▶ [Text section]:

Tuesday, April 29, 2008

Constantinople

The Wednesday weather was chilly in Istanbul but lack of a winter coat did not hold me back. A decent breakfast at the hotel, scanning the guides I had, was enough to get me going for the Grand Bazaar. Busy as expected with all that was marketable and much that wasn’t, my first interest was pages of old Arabic books in gold leaf and great script. Like most souvenirs, there is much fun in bargaining but the price will be of no significance by the time you get home. The bathing harem girls are the treasure and the other was just to help the bargain process. Sat back and enjoyed a tea while watching passers by. It was obvious the Muslim berka was not in vogue here. Babushkas were everywhere on the older ladies but the young ladies seemed quite western. None were enticing to my eyes.
The ceramic work was noteworthy and a good one should make it collectable. I was drawn in by a hustler after wandering into a shop where I was whisked off to his treasure trove. There were three rooms full and the decision / bidding process began. The large platter was essential and the bowls were just adders.
Next stop was the Spice Market. This commodity was more fitting for caravan trade and the variety was complete. Who needs anything more than pepper? I got a variety, along with some tea fresh off a camel’s back. The dried fruit was abundant. Also, many gelled or candied mixes of foodstuffs certainly stemmed from an ancient means of preservation.

Records in a dataset:
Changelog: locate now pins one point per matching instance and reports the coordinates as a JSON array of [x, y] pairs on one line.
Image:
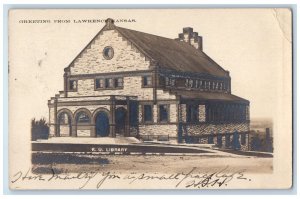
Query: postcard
[[150, 99]]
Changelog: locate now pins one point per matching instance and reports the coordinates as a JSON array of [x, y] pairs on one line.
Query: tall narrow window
[[147, 81], [72, 85], [167, 80], [119, 82], [148, 117], [172, 82], [109, 83], [163, 113], [192, 113]]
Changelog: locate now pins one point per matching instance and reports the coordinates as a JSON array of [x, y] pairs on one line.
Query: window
[[99, 83], [82, 117], [243, 139], [109, 83], [163, 113], [167, 80], [148, 113], [172, 82], [191, 83], [147, 81], [227, 140], [72, 85], [119, 82], [192, 113], [108, 52], [210, 139], [63, 118]]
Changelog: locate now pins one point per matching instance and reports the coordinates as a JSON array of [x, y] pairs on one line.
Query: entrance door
[[102, 124], [120, 121]]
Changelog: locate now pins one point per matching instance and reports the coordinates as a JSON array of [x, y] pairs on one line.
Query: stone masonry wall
[[126, 57], [157, 129], [132, 87], [205, 129]]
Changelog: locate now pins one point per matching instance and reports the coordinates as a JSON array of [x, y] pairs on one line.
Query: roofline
[[90, 42]]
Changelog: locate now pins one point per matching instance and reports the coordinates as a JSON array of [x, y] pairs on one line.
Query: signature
[[192, 178]]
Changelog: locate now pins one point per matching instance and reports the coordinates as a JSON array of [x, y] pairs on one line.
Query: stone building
[[130, 83]]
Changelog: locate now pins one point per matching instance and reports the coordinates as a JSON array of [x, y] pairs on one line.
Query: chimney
[[191, 38]]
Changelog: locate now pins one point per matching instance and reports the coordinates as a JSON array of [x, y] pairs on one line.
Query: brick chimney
[[191, 38]]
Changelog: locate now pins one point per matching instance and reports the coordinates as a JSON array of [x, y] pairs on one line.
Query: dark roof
[[210, 96], [172, 54]]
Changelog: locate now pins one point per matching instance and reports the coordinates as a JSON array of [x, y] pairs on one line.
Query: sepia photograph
[[150, 99]]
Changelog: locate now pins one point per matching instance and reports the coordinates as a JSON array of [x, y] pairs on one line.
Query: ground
[[143, 157]]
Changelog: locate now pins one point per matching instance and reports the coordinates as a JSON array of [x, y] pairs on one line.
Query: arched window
[[63, 118], [82, 118]]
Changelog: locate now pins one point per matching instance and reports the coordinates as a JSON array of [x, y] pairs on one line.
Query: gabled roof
[[172, 54], [167, 53]]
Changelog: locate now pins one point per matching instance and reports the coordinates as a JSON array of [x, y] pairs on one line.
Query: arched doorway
[[64, 124], [120, 121], [83, 120], [102, 124]]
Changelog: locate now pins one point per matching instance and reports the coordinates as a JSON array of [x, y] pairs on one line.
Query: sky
[[253, 44]]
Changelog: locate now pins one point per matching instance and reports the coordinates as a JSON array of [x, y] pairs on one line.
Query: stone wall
[[83, 133], [158, 129], [132, 87], [205, 129], [126, 57]]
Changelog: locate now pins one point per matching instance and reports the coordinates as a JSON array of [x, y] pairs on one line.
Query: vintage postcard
[[150, 99]]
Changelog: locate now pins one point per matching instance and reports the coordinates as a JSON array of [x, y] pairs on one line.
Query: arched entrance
[[64, 124], [102, 124], [120, 121]]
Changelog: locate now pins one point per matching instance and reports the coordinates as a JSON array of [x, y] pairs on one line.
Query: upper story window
[[109, 83], [119, 82], [192, 113], [72, 85], [147, 81], [148, 116], [82, 118], [99, 83], [108, 52], [172, 82], [163, 113]]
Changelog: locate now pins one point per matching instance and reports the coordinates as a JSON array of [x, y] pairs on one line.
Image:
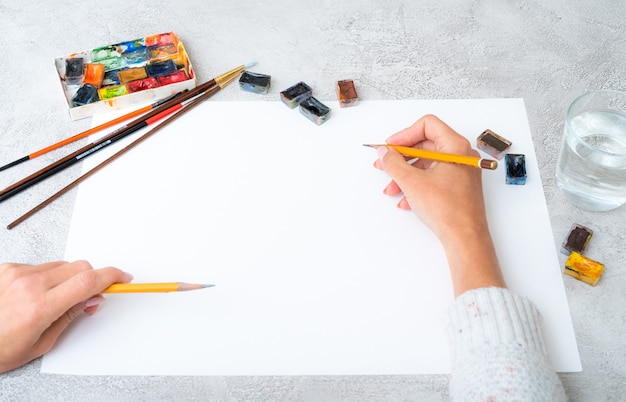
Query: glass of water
[[591, 169]]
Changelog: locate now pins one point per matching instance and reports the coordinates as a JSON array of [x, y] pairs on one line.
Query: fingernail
[[94, 301], [381, 151]]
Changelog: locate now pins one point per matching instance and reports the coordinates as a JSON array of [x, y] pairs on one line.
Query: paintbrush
[[226, 79], [137, 124]]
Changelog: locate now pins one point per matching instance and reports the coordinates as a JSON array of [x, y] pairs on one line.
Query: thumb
[[396, 166]]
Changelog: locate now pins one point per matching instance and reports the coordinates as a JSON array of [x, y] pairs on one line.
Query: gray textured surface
[[546, 52]]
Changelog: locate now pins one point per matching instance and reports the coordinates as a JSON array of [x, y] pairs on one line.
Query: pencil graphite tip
[[488, 164]]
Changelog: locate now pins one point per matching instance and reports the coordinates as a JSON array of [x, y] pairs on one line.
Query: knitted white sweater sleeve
[[498, 350]]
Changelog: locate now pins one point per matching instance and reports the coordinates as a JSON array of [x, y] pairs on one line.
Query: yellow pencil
[[440, 156], [153, 287]]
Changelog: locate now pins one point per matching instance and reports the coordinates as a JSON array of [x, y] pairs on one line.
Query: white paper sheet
[[316, 271]]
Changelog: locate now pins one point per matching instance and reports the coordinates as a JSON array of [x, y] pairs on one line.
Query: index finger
[[81, 287]]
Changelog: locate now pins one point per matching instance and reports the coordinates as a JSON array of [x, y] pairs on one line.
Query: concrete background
[[546, 52]]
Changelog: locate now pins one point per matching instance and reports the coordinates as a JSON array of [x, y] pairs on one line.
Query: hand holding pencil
[[445, 196]]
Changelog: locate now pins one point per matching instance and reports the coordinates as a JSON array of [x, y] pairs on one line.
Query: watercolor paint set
[[120, 75]]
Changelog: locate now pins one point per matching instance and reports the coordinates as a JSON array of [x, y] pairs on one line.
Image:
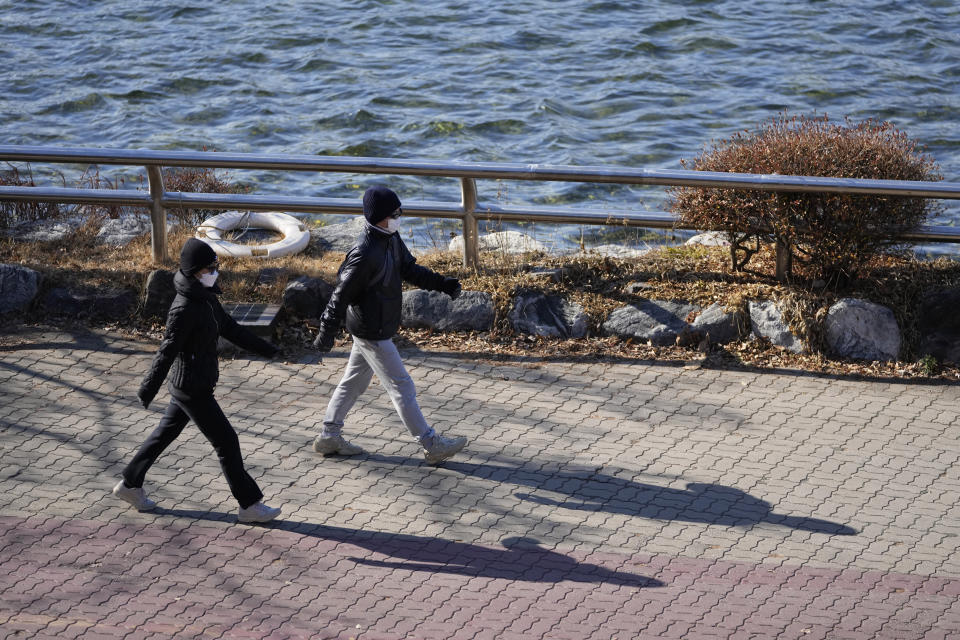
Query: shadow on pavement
[[521, 559], [699, 502]]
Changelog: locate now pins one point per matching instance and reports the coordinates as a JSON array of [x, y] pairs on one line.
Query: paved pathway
[[628, 500]]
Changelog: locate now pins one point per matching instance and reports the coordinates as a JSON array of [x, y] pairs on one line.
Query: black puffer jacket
[[369, 288], [194, 322]]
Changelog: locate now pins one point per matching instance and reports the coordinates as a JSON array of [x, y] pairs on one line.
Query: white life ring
[[296, 236]]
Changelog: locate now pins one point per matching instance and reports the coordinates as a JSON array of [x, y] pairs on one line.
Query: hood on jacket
[[190, 287]]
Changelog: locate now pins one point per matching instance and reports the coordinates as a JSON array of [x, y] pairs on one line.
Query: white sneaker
[[257, 512], [335, 446], [135, 496], [443, 449]]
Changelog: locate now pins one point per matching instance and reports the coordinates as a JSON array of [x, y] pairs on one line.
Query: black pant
[[207, 415]]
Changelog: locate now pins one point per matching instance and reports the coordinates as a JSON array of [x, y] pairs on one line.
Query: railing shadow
[[521, 559]]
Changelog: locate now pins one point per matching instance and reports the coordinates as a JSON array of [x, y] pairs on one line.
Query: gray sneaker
[[335, 446], [443, 449], [135, 496], [257, 512]]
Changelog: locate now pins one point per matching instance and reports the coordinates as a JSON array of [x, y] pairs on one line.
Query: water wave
[[606, 82]]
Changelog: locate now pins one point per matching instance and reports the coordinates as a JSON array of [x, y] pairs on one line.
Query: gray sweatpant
[[381, 357]]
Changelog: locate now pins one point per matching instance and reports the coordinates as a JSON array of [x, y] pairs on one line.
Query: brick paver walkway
[[629, 500]]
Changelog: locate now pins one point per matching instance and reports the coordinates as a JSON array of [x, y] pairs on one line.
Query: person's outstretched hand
[[323, 343]]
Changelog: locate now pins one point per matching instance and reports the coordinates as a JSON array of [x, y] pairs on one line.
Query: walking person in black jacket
[[194, 323], [368, 297]]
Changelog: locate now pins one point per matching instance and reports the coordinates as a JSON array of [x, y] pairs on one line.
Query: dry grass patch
[[700, 275]]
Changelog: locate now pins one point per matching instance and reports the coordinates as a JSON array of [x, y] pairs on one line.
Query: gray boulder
[[337, 237], [306, 297], [106, 303], [939, 325], [159, 293], [862, 330], [657, 321], [18, 287], [534, 313], [721, 326], [120, 231], [471, 311], [766, 321]]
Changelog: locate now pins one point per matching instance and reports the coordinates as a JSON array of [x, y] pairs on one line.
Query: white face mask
[[208, 279]]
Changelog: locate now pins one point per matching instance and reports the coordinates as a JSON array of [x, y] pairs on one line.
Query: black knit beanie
[[196, 255], [379, 203]]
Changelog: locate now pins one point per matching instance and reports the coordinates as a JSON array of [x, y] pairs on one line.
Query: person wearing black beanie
[[367, 299], [194, 323]]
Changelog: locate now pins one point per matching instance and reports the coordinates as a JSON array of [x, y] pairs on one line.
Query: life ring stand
[[296, 236]]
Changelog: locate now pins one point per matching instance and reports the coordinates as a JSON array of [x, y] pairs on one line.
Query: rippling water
[[549, 81]]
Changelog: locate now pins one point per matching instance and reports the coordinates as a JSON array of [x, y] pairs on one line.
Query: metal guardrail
[[469, 210]]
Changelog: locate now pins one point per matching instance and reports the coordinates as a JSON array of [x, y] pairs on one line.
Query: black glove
[[146, 395], [451, 287], [322, 342]]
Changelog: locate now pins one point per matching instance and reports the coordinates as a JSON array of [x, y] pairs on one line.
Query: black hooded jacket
[[369, 290], [194, 322]]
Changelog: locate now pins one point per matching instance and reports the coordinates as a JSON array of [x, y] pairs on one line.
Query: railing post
[[471, 254], [158, 219]]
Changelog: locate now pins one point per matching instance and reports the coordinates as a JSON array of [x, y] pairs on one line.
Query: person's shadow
[[521, 559], [699, 502]]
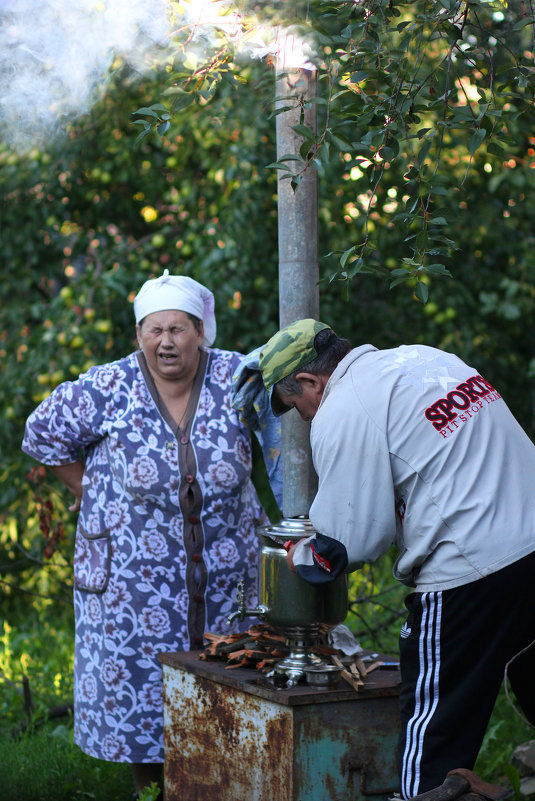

▶ [Task requirements]:
A – Swap "Changelog" for "Update note" in the listing, from its first line up to and including the line containing "113], [192, 113]]", and give those lines back otherwise unchanged, without the pictures.
B – Extend the account of the Istanbul visit, picking up after its last sentence.

▶ [Task-by-task answers]:
A –
Update note: locate now pins one point per matching instance and reports the coordinates as a JSON array of [x, y] pairs on one line.
Image:
Query: postcard
[[150, 99]]
Update note: locate now pins one point per matching instance and reports the coordinates as a JSON array of [x, y] pairs on one line.
Query: tall narrow window
[[147, 81], [72, 85], [167, 80], [119, 82], [148, 117], [172, 82], [109, 83], [163, 113], [192, 113]]

B –
On Thursday I got a late start to avoid the rain. I dedicated this day to museums. The Hague Sophia was a waste of time. It was just a barren old mosque whose significance escapes me. In the area was a government carpet sales outlet that seemed like a good idea but prices were beyond what I wanted to spend. I must have shown my aimless wandering face as a Turk from Dallas struck up a conversation on my way to the Blue Mosque. I knew he was leading me on to some sort of scam and beyond the Mosque was his family’s Kurdish carpet store. Of course, I did not get out without dropping $800.00 on an antique rug. Duped as I may have been, the excess expense is lost once it is a possession at home.
Carpet in hand, I snaked my way through the maze of Sultanahmet unsure of a way to my hotel. A downhill direction was enough when I came upon the trolley cars seen from my hotel restaurant. Such a coward I was when an English Style Pub lie before me. Warmth, Tetley’s Ale, and Fish ‘n Chips gave my wandering soul a bit of repose. Regenerated, the journey back to the hotel drew a wealth of sightings along the way. If it were not for the shop keepers trying to draw me in, the local people had little response to strangers like me. None the less, walking my way through was best. Weary legs on an early evening return gave me a chance to read up on where I was.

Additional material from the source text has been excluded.